Assignment
Your copy of the data should match it exactly, except that the pictures are gone.

Saved data entries
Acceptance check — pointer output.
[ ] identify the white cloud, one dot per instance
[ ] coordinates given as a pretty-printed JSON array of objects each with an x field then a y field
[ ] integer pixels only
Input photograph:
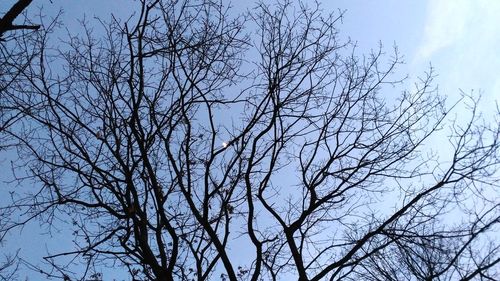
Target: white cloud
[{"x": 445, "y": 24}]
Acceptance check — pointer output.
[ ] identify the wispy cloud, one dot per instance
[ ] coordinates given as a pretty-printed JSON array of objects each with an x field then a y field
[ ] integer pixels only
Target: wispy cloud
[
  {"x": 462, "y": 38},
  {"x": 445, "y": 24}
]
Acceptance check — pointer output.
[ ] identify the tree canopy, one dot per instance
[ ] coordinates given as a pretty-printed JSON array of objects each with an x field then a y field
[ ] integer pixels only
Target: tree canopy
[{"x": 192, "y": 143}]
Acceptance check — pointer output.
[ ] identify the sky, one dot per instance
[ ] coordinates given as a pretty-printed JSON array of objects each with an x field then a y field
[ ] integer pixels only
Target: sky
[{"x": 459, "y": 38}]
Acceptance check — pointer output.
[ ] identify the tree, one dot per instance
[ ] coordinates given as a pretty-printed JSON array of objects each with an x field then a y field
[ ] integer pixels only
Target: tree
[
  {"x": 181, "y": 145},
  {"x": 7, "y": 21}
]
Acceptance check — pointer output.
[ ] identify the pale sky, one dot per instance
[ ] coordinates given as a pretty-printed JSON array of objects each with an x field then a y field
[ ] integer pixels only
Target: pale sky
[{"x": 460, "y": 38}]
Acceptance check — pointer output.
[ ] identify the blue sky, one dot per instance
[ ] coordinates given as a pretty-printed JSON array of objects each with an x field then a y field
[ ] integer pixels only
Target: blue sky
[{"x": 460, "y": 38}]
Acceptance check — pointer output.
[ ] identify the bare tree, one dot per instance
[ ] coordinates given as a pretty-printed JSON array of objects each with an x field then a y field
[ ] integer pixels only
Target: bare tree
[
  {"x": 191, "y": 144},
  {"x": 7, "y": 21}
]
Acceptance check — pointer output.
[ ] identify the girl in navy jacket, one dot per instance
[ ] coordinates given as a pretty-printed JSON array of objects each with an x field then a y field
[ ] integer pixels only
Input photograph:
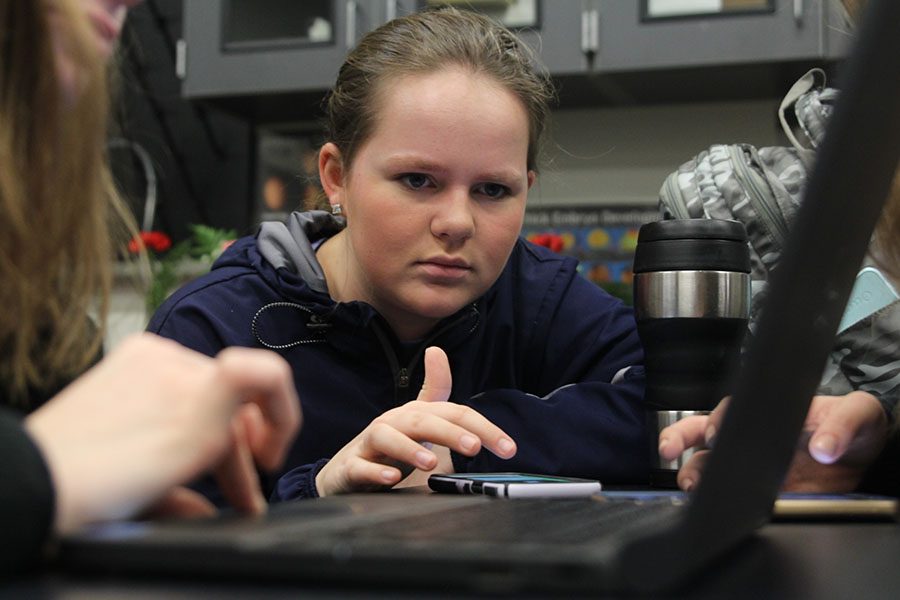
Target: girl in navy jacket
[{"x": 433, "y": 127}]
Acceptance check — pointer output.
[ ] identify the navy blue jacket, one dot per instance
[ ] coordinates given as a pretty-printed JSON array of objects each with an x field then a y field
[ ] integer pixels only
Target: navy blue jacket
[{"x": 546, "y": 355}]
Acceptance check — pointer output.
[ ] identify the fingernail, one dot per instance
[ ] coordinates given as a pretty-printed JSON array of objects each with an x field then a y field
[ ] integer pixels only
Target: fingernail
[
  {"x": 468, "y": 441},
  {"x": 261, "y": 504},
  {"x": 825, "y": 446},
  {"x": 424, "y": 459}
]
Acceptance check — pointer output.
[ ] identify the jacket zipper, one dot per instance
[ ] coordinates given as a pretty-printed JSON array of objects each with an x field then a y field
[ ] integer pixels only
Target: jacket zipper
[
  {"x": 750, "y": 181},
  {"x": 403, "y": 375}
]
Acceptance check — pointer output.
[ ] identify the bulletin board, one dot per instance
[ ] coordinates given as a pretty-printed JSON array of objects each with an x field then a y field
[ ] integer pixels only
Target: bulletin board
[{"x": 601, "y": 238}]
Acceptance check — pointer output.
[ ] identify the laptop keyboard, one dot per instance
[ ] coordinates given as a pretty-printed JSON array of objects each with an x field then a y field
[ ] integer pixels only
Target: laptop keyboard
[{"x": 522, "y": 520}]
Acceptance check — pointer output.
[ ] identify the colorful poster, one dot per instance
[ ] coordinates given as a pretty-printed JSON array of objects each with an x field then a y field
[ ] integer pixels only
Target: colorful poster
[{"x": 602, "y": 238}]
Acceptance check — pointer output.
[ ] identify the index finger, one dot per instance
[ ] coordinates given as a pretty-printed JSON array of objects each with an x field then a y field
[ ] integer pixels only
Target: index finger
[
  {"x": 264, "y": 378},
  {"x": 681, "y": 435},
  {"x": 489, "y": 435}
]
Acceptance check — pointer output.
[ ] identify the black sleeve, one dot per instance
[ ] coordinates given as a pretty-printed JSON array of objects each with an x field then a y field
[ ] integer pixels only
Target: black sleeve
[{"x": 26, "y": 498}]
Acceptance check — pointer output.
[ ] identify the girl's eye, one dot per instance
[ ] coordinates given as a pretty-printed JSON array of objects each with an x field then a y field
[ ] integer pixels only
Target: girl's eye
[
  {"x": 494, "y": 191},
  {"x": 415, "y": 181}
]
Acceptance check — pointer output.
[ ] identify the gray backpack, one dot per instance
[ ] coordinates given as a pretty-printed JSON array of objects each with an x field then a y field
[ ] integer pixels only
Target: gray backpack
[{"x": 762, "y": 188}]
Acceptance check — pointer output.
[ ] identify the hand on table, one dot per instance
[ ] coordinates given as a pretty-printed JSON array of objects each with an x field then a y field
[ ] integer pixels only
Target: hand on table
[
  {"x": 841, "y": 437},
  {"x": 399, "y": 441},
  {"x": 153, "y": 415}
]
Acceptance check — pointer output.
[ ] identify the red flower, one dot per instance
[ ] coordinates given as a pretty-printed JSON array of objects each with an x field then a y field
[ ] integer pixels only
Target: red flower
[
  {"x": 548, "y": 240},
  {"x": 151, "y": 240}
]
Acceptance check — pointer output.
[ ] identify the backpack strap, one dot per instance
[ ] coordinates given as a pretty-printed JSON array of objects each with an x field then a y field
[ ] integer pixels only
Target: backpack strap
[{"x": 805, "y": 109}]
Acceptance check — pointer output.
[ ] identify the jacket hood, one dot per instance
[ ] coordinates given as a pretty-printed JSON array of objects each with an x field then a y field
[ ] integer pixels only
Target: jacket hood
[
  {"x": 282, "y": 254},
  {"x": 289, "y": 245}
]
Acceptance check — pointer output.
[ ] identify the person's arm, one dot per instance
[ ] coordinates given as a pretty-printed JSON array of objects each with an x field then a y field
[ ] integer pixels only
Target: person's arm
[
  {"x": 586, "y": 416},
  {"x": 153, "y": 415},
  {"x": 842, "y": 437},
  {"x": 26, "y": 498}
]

Answer space
Acceptance check — pointer output.
[ ] identify the white cloud, one dot per instance
[ ] coordinates given as a pretty-printed JSON array of objects each with an x field then a y field
[ ] integer pixels only
Input photograph:
Target: white cloud
[{"x": 445, "y": 24}]
Acceptance check — pointer output.
[ ] identify the wispy cloud, one dot per instance
[ ] coordinates given as a pretty-printed JSON array of objects each with an x field then a y field
[ ] integer pixels only
Target: wispy cloud
[
  {"x": 462, "y": 38},
  {"x": 445, "y": 24}
]
Acceptance check — pointer output.
[ ] identify the tree canopy, one dot per instance
[ ] coordinates given as a pretty-printed JSON array of objects each with an x field then a y field
[ ] integer pixels only
Target: tree canopy
[{"x": 192, "y": 143}]
Acceptance check — pointer output.
[ ] identify the sky, one dot per instance
[ ] coordinates given as a pretty-printed JSON array of objects each with an x field then a y field
[ ] integer pixels only
Target: sky
[{"x": 459, "y": 38}]
Acceptance check — pointer output.
[ ] identify the tree, one dot per instance
[ ] coordinates given as a pretty-printed JSON array of objects each with an x field then a y field
[ ] integer pixels only
Target: tree
[
  {"x": 181, "y": 145},
  {"x": 7, "y": 21}
]
Acceptance check — pointer output.
[ ] identify the pale sky, one dot per instance
[ ] coordinates given as a pretty-printed JSON array of objects each with an x field then a y field
[ ] integer pixels only
Target: pale sky
[{"x": 460, "y": 38}]
Acceptance check — pointer output.
[ ] identify the blue sky, one dot per instance
[ ] coordinates given as a pretty-printed JSON array of objects each with an x field then a y field
[ ] integer pixels only
Target: blue sky
[{"x": 460, "y": 38}]
Acceptance check — pointer output.
[ ] identify the bare tree, one dot per instance
[ ] coordinates given as a pretty-printed JSON array of objects each with an x field then a y field
[ ] integer pixels only
Target: bare tree
[
  {"x": 191, "y": 144},
  {"x": 7, "y": 21}
]
Acceptance check — pointer output.
[ ] identify the girl in navy jacket, one dot per instance
[ ] coordinates given as a pretty-printed JSON array of objects each with an x field then a y field
[ ] integer pixels only
Input photograph:
Target: girl in navy jacket
[{"x": 433, "y": 127}]
Acceptance check — pointer output.
[ ] identify the navy blue jacket, one dot per instance
[ ] coordinates given as a pretty-printed JSON array of objects each with an x field then a y field
[ ] integer pixels only
Target: navy blue jacket
[{"x": 546, "y": 355}]
Acceptance check — pointer output.
[ ] identify the fingernail, one dot per instance
[ ] coordinates given as a pretty-printed JSON array of objects each with an x field then a y field
[ ] integer pixels only
Target: fingernail
[
  {"x": 468, "y": 441},
  {"x": 261, "y": 504},
  {"x": 825, "y": 446},
  {"x": 424, "y": 459}
]
Acceptance check — pointer output.
[ ] identify the jacket zipper, one dot per instance
[ ] coordinates given as a pretty-printed JSON array of objects each with an x field then a y field
[ ] integer pixels only
Target: jacket zipper
[
  {"x": 750, "y": 181},
  {"x": 403, "y": 375}
]
Acceptance check — pointer output.
[ ] identify the bulletin board, one dot per instance
[ ] coordinates given as a pretty-printed JSON array of objects each with an x field then a y field
[ ] integer pixels only
Target: bulletin board
[{"x": 601, "y": 238}]
Acceptance check — pointer output.
[ ] identify the laptop keyboard, one dot per instance
[ ] coordinates given as a pretty-printed JSON array of objects each with an x field then a y field
[ ] integer pixels only
Target: laptop keyboard
[{"x": 522, "y": 520}]
Acceptance check — pointer output.
[ ] identify the colorful poster, one dot per instance
[ ] coordinates given as a pretty-printed JSON array of objects each with an x field then a y field
[ ] integer pixels only
Target: colorful poster
[{"x": 602, "y": 238}]
Acceptance check — pointer output.
[ ] identify the index finger, one dot per instance
[ ] coordinates given as a pretty-printed JSON array of objects each with an x field then a y field
[ ] integer pixels only
Target: index finger
[
  {"x": 264, "y": 378},
  {"x": 681, "y": 435},
  {"x": 489, "y": 435}
]
Acceptance check — pointer output.
[ ] identify the black sleeve, one dot per instance
[ ] coordinates given as a pretty-printed JSON array of objects each with an x field then a y field
[ ] integer pixels only
Target: black sleeve
[{"x": 26, "y": 498}]
Acceptance check — pointer output.
[ ] identify the girl's eye, one dot per instance
[ ] coordinates given as a pretty-printed JSON array of objects each with an x field then a y field
[ ] integer pixels only
Target: girl's eye
[
  {"x": 494, "y": 191},
  {"x": 415, "y": 181}
]
Acceptance check — pointer output.
[ ] identify the gray backpack, one dot per instance
[ ] coordinates given as a pretty-printed JSON array of objects each with an x field then a y field
[ ] integer pixels only
Target: gray backpack
[{"x": 762, "y": 188}]
Acceptance check — pointer output.
[ ] identify the hand on table, one dot per instance
[ ] coordinates given as a pretty-printed JSON array of objects each with an x field then a y field
[ ] integer pixels only
Target: hand on table
[
  {"x": 841, "y": 437},
  {"x": 399, "y": 441},
  {"x": 153, "y": 415}
]
Acceptance check — pointer output.
[ ] identify the red flower, one dot per instance
[ ] coordinates given as a pretty-printed JSON array of objects each with an x field then a y field
[ ] integer pixels only
Target: red flower
[
  {"x": 548, "y": 240},
  {"x": 151, "y": 240}
]
Acceptance check — pointer output.
[ ] identify the backpack strap, one dot per instance
[ ] coordinates given as a pretty-printed JSON array of objects each with an x field then a y field
[ ] integer pixels only
Target: backpack strap
[{"x": 805, "y": 109}]
Acceptance check — pointer output.
[ ] identify the jacket hood, one dot per instance
[ ] coordinates given as a pretty-printed JSON array of objects each with an x field then a y field
[ ] integer pixels only
Target: jacket hood
[
  {"x": 282, "y": 254},
  {"x": 289, "y": 245}
]
Acceptance check — pointer output.
[ ] identify the person's arm, one dot per instance
[ ] coordinates given as a pretty-printed JSON array of objects each with an x field then a y field
[ ] integer pixels only
Target: person's arm
[
  {"x": 586, "y": 416},
  {"x": 153, "y": 415},
  {"x": 842, "y": 437},
  {"x": 26, "y": 498}
]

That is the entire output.